▶ **Provided data**
## Start

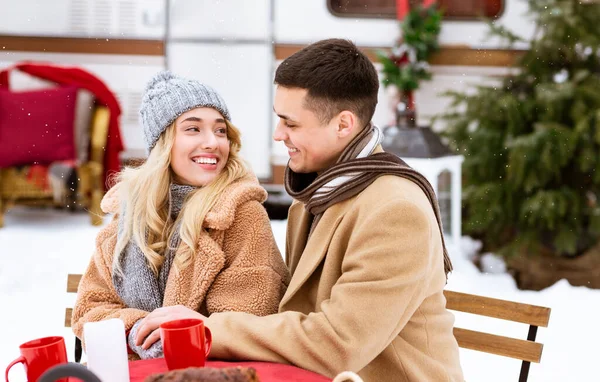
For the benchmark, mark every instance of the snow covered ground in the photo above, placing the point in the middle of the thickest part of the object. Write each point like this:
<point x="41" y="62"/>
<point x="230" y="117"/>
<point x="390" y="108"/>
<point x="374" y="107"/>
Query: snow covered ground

## End
## Start

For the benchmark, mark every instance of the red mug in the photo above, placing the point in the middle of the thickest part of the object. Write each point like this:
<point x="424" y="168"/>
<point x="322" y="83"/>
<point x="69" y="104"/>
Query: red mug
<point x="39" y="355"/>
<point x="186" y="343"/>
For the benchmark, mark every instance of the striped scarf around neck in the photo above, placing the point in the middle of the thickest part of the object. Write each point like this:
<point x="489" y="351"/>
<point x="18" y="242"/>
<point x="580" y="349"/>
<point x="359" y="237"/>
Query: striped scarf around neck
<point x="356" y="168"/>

## End

▶ **Task goal**
Write out the lines from the one with "For the benchmark, mark every instance of the snow" up to and including the one with "Query: snow covered ground" as a numbered list, leaving out any blank lines.

▶ **Expected answer**
1. For the benchmark, mark every instance of the snow covered ground in the photo above, placing the point in the middle of the thickest part of the object. Write each point like this:
2. <point x="41" y="62"/>
3. <point x="230" y="117"/>
4. <point x="390" y="108"/>
5. <point x="374" y="107"/>
6. Query: snow covered ground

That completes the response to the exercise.